**Exercise text**
···

By Hassan Gbassay Koroma

Director of Sierra Leone National AidS Secretariat, Abdul Rahman Sesay, has stated that cervical cancer is the second highest infectious disease in the country and that is very common among women living with HIV and Aids.

He was speaking yesterday at their Secretariat in Freetown, while updating journalists about the International HIV Day that is celebrated on every December 1st globally.   

“This year’s world Aids Day, we really want to focus on cervical cancer, because it is the second largest disease in the country and data has proven that cervical cancer infection is high among women living with HIV and we believe it is our constituency,” he said.

He said before now, people were falling and dying countlessly of Aids but with the improvement in medication, people are now living long with Aids and more technology would help the situation in ending Aids.

He said they believe that Cervical cancer can also be treated if it is responded to early, noting that what they want to do is to prove to all Sierra Leoneans that to demonstrate that the HIV and Aids response is very critical, but it can also support the government to address other diseases.

He said they are using cervical cancer screening to see how they support the reproductive, maternal child health division within the ministry of health to address the issue.

He said they want to mobilize people living with HIV and Aids and screen them freely for cervical cancer and start to treat them before it is too late.

···

**Collected data**
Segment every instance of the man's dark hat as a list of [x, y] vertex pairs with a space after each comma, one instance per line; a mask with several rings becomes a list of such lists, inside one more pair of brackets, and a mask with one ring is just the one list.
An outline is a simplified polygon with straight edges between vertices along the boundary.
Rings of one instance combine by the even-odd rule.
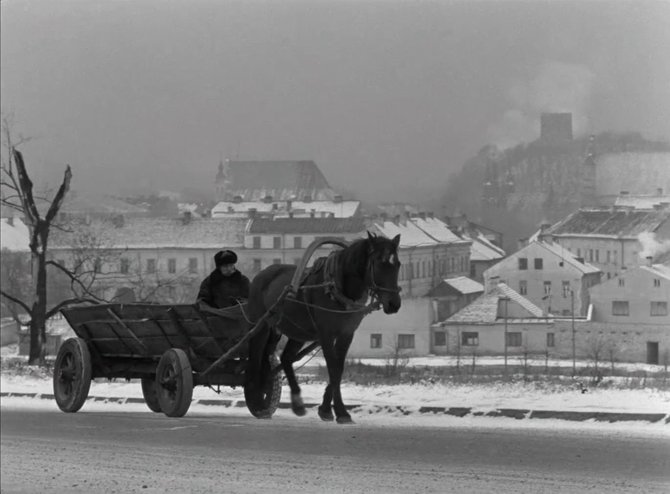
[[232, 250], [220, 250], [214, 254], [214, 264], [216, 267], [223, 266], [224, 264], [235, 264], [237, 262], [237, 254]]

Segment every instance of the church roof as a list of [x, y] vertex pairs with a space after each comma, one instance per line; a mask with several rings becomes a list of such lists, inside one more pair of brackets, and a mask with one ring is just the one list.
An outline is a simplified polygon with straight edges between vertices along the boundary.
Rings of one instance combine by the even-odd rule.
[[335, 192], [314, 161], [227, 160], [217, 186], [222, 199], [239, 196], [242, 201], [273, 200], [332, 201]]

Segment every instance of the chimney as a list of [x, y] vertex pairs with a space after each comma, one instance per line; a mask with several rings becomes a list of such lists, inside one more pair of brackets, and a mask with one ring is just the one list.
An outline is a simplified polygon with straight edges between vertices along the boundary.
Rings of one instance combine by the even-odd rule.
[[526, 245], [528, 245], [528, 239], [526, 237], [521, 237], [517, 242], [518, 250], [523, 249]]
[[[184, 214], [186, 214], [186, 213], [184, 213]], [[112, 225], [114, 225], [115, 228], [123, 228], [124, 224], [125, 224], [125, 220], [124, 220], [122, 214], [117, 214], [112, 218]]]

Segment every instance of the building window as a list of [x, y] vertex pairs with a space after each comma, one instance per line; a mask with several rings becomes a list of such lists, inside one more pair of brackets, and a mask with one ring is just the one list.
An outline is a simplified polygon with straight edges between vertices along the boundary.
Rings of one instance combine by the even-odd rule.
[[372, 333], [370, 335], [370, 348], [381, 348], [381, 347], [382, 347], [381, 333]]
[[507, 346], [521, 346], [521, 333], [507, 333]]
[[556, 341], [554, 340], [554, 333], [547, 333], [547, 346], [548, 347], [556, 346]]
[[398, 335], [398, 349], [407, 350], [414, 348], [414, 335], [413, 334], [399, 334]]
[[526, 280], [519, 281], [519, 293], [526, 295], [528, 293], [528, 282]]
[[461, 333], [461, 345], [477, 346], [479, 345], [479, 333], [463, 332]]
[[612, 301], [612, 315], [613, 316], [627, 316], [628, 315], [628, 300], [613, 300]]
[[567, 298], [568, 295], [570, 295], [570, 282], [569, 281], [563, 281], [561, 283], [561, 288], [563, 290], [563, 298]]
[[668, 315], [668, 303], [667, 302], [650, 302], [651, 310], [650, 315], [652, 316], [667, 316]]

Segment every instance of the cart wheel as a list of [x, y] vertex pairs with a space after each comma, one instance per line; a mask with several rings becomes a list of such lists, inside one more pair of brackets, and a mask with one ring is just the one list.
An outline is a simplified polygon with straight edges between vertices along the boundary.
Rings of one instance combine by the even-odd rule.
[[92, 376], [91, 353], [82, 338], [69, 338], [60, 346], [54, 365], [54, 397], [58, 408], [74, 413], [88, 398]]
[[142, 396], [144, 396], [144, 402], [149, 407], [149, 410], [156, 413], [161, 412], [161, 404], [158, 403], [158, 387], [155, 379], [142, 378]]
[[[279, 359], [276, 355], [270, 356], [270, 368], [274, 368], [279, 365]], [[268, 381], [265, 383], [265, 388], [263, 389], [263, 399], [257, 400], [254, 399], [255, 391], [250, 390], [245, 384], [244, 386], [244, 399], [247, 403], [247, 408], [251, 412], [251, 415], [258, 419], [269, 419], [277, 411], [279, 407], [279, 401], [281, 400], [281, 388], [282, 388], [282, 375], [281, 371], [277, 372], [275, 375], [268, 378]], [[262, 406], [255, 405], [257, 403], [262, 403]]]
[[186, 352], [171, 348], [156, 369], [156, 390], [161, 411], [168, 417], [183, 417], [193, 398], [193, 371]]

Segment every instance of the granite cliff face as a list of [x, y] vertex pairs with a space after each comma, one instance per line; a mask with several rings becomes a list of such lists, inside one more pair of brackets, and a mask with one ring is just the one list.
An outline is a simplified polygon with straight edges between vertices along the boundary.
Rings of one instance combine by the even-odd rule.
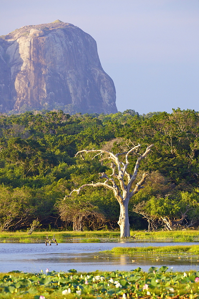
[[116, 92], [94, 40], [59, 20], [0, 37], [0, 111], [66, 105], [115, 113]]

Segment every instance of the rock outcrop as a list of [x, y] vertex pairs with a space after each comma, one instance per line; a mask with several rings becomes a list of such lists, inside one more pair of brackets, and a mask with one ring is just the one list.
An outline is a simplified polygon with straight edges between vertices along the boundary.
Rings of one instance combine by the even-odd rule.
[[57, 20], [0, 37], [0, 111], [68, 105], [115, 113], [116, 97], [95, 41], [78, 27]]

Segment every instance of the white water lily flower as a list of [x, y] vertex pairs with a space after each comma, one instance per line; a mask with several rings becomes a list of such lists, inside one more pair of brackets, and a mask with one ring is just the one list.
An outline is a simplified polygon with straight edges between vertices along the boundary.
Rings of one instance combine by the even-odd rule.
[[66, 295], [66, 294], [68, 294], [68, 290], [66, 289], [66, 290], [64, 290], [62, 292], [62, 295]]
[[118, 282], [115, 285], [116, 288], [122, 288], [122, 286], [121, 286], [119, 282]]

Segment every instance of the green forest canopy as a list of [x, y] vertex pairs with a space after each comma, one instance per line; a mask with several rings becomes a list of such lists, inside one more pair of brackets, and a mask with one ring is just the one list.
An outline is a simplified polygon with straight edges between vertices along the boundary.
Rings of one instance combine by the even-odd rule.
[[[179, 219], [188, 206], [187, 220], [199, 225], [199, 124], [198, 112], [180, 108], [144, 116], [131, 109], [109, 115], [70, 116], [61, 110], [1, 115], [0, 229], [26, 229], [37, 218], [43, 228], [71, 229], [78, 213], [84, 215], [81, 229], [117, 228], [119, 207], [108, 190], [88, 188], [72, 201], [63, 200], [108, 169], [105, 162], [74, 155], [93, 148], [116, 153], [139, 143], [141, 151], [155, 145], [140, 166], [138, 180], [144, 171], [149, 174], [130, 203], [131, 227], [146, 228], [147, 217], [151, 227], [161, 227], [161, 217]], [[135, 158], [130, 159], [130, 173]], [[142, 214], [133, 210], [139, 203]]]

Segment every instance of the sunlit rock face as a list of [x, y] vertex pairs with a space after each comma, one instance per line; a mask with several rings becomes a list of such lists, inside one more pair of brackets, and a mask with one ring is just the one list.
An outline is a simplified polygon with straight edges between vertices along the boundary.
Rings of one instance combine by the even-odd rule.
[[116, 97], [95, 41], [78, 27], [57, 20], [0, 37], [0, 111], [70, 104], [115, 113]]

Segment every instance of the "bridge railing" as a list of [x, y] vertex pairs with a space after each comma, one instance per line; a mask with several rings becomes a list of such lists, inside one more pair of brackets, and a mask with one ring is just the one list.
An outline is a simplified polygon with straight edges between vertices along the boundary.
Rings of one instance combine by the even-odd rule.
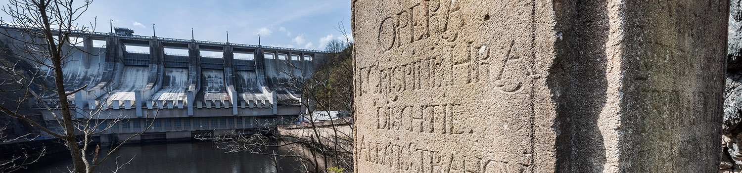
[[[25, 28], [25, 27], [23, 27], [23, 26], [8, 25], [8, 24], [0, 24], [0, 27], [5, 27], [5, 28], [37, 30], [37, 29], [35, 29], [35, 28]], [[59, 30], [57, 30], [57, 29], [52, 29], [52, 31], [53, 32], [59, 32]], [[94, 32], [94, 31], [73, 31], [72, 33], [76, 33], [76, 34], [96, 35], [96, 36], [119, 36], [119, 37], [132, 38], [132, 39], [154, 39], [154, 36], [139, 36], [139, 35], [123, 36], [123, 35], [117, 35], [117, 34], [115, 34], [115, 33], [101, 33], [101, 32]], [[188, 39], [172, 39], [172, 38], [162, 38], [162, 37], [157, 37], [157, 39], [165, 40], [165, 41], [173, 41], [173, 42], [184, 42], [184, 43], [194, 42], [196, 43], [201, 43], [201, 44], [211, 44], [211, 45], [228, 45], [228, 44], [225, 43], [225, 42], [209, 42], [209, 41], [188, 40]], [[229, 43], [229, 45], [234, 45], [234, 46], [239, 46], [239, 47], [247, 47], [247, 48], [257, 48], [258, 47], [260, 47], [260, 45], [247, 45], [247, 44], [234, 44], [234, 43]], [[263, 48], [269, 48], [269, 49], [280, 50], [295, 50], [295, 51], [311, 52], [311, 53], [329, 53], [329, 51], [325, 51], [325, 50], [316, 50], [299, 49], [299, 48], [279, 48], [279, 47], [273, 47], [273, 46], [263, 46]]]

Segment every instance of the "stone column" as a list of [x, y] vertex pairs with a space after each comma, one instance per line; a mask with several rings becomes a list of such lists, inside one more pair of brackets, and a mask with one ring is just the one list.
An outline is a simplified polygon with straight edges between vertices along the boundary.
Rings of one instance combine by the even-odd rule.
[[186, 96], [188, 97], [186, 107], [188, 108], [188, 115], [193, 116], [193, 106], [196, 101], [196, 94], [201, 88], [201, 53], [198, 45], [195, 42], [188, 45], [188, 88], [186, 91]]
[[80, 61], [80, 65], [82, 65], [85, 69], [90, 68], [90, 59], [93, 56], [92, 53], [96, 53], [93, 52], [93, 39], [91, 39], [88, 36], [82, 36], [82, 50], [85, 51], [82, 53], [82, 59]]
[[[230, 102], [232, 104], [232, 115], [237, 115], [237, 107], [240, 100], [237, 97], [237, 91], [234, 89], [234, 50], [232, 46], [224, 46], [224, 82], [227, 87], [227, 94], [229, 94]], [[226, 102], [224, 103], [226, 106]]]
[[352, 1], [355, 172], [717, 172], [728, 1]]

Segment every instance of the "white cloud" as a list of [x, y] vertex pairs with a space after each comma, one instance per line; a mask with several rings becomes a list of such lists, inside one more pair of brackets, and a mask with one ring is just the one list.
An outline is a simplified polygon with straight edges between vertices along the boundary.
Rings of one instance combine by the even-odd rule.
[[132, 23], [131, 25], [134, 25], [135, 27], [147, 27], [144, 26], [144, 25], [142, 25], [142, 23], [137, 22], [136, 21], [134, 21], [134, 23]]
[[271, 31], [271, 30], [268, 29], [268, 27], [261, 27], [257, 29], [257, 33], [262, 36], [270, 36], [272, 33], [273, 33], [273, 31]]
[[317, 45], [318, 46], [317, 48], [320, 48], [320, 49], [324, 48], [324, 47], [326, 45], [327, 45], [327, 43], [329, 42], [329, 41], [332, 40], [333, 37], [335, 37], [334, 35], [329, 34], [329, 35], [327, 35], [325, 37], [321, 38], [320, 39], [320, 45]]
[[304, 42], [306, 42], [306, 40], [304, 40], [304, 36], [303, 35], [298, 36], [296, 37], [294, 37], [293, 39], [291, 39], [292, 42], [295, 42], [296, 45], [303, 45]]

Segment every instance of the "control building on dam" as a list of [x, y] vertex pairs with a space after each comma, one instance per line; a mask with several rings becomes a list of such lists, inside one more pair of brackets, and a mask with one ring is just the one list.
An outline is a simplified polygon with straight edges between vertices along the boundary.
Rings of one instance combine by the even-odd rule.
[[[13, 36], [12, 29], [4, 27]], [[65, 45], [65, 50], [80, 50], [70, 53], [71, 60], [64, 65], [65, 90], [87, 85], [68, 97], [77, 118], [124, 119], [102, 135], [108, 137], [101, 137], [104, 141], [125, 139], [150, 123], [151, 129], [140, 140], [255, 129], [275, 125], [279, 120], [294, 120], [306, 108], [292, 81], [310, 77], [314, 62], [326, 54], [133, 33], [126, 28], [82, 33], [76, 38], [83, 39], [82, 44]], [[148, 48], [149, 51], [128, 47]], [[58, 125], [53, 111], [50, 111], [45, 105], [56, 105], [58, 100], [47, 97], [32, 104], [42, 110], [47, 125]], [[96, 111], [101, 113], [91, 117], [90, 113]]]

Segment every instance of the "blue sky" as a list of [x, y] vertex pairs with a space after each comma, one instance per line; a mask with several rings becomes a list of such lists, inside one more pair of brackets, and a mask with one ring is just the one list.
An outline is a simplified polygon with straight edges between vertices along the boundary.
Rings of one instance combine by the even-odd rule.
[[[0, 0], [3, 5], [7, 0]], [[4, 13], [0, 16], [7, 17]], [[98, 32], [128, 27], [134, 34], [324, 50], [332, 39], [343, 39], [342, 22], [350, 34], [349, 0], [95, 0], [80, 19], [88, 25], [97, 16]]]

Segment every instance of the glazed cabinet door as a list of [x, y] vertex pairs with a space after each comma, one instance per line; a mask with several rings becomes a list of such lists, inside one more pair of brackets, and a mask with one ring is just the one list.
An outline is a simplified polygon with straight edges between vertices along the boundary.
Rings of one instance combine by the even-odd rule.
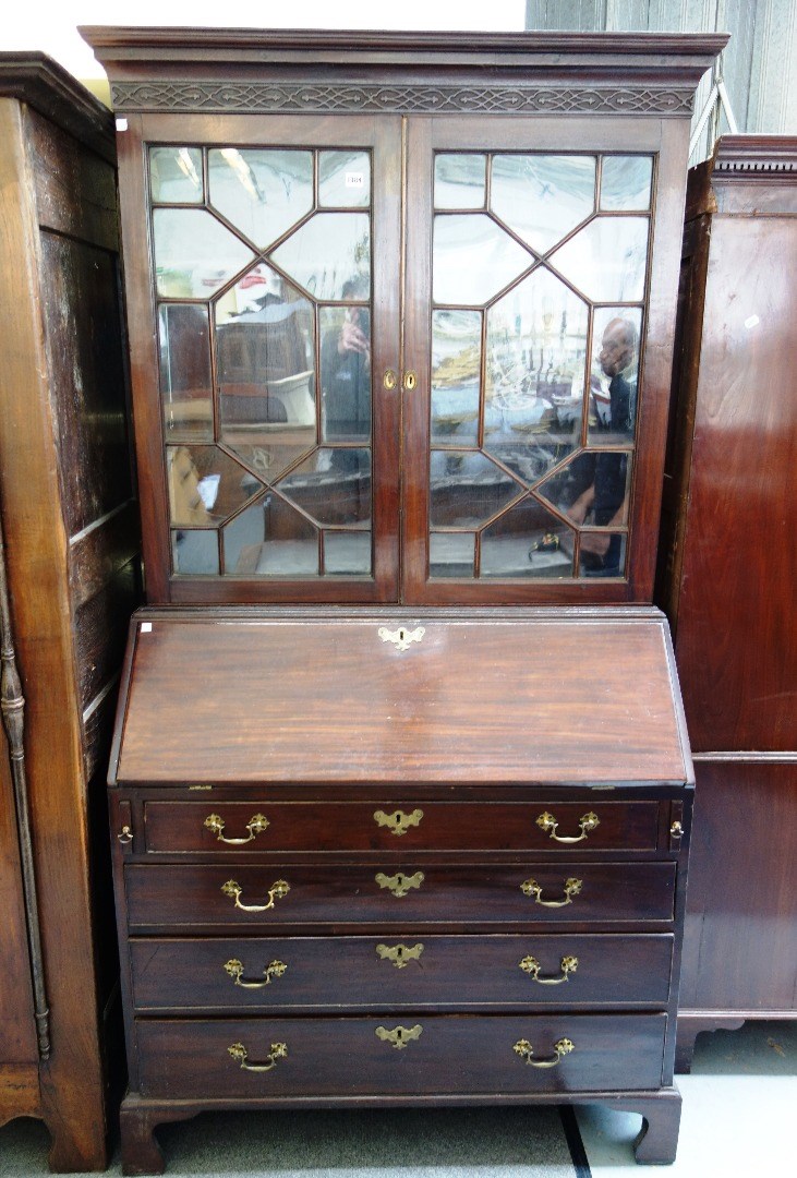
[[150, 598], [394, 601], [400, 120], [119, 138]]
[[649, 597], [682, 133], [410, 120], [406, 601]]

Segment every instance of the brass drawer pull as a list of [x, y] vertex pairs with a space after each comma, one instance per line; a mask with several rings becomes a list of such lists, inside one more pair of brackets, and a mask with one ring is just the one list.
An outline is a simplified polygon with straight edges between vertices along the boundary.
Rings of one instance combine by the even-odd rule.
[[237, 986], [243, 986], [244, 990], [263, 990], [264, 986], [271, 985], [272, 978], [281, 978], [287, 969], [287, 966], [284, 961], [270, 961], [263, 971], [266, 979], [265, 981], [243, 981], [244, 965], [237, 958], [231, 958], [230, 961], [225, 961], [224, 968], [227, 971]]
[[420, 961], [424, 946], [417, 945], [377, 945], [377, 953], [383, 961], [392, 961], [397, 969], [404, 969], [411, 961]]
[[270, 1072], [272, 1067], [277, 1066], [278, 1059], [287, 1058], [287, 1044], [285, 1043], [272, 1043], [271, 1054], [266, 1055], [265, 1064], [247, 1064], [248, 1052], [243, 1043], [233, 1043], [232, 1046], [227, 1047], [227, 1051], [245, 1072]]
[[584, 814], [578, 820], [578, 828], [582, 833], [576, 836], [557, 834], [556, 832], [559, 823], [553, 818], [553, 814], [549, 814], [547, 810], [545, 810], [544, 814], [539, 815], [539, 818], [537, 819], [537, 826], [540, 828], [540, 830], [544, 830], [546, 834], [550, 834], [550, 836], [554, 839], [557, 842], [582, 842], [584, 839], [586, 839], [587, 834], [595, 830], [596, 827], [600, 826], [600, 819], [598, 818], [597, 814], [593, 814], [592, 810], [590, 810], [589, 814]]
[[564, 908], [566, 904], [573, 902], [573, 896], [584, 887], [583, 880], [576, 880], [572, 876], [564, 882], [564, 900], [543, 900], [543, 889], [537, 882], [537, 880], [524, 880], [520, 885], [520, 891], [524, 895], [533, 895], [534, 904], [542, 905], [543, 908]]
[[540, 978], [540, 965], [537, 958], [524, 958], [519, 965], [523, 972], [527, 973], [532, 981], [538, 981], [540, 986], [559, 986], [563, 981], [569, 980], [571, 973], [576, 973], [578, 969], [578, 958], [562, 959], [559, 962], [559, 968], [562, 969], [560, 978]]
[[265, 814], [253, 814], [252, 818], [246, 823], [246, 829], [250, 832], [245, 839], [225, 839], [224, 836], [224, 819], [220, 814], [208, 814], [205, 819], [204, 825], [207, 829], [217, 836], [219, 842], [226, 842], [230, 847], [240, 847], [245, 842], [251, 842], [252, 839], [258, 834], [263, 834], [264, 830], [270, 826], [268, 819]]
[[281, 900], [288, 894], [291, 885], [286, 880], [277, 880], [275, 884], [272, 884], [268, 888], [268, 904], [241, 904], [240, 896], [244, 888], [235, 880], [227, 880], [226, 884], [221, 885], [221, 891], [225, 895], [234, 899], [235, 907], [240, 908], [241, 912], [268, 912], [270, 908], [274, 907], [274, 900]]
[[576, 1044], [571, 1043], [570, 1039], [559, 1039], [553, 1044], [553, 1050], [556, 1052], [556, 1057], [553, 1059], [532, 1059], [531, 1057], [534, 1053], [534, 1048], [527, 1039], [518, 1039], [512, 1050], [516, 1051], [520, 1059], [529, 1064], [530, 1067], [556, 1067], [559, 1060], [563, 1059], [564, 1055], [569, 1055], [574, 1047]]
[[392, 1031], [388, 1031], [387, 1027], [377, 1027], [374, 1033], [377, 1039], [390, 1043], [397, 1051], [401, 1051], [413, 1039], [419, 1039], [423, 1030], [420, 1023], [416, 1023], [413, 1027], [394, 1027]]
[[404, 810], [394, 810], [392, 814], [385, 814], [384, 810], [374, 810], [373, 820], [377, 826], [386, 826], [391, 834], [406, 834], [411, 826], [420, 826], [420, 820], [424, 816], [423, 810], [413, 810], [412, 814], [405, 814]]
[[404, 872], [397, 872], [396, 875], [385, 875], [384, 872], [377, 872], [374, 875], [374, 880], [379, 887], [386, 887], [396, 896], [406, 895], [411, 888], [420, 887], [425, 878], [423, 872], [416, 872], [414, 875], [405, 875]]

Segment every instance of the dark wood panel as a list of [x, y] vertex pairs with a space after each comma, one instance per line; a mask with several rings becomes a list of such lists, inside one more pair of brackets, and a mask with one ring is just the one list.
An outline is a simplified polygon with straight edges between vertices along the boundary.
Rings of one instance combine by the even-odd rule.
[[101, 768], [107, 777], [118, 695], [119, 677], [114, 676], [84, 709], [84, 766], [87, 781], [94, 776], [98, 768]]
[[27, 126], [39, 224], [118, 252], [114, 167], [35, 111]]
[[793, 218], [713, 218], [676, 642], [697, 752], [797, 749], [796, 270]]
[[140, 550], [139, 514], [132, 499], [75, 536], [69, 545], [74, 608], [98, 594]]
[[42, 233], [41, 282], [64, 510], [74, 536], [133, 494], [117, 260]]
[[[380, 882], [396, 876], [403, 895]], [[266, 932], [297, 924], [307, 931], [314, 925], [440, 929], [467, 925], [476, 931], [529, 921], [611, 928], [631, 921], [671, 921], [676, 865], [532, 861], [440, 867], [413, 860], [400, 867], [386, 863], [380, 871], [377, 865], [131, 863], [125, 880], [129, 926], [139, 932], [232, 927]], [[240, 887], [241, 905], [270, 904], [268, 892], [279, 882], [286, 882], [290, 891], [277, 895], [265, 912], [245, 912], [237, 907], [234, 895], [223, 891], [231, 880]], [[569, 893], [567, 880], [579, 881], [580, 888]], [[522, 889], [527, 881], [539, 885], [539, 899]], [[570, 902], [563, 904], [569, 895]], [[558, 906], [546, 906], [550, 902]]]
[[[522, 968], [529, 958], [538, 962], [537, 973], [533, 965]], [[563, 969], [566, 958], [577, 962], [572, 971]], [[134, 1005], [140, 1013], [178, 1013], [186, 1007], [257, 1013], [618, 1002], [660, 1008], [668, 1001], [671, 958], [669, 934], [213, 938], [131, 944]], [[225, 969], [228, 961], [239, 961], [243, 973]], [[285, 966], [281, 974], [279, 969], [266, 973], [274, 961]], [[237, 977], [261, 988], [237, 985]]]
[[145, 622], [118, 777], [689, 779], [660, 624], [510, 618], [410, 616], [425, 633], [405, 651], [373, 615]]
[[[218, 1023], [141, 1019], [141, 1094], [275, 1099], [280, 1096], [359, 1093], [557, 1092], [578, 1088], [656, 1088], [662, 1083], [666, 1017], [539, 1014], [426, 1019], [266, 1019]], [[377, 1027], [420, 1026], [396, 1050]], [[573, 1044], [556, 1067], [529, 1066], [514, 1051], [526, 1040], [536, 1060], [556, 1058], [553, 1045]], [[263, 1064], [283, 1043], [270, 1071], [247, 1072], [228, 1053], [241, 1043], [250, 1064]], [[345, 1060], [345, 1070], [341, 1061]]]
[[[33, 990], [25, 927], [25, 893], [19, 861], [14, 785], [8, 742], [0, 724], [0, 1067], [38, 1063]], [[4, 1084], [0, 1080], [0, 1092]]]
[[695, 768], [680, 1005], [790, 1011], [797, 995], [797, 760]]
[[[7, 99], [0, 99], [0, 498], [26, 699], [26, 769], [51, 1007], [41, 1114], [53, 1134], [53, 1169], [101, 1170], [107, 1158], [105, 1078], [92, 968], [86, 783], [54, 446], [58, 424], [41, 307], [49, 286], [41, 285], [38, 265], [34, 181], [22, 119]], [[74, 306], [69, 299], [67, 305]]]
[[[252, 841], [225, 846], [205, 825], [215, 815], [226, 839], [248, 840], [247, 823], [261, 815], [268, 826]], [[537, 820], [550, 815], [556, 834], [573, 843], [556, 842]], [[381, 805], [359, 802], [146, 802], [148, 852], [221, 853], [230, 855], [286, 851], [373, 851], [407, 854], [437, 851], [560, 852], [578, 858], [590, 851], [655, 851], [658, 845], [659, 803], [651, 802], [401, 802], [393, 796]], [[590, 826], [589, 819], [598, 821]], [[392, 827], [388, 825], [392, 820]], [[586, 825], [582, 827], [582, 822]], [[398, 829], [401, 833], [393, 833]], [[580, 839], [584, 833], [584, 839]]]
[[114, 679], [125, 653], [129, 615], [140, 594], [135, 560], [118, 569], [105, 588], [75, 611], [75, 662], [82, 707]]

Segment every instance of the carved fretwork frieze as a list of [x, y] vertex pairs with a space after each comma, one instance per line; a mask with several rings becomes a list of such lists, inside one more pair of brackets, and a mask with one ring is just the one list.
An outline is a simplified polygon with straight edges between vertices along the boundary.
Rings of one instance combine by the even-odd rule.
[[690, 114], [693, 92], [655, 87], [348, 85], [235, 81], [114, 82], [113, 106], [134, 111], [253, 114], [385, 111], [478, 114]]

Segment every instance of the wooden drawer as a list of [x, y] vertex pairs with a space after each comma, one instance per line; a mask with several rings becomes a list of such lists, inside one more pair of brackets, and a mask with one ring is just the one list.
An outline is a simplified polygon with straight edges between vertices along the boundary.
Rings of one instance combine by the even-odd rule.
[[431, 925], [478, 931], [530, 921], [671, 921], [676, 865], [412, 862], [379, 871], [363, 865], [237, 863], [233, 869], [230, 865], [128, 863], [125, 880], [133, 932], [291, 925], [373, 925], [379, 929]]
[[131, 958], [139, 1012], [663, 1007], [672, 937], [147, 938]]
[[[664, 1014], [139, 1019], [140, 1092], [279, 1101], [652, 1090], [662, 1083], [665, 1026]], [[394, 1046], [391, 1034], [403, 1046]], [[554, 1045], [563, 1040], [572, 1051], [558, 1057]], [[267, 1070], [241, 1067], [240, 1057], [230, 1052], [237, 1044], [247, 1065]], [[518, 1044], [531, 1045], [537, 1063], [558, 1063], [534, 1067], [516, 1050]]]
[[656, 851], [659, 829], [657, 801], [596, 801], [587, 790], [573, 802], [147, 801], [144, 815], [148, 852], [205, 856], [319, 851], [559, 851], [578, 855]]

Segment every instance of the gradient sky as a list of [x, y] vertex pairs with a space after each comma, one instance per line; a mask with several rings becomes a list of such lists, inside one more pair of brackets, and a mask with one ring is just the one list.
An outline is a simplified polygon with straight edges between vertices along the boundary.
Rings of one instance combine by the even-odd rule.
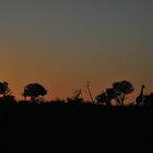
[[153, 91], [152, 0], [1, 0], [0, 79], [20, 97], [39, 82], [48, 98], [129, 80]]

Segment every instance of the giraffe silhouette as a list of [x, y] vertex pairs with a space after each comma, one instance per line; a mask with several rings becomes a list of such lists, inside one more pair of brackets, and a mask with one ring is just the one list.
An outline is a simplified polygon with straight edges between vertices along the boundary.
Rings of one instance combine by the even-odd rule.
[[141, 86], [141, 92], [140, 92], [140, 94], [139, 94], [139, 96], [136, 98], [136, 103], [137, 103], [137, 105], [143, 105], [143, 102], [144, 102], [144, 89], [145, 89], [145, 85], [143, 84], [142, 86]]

···

**Task 1**
Condense the paragraph of the news report on cervical cancer and HIV that begins "He said before now, people were falling" into one shorter sentence that keeps its main facts.
**Task 2**
According to the news report on cervical cancer and HIV, where was Abdul Rahman Sesay speaking when he updated journalists?
The records have no connection to the text.

**Written reply 1**
He said many people once died of AIDS, but improved medication now lets people live long with it, and more technology would help end AIDS.

**Written reply 2**
At their Secretariat in Freetown.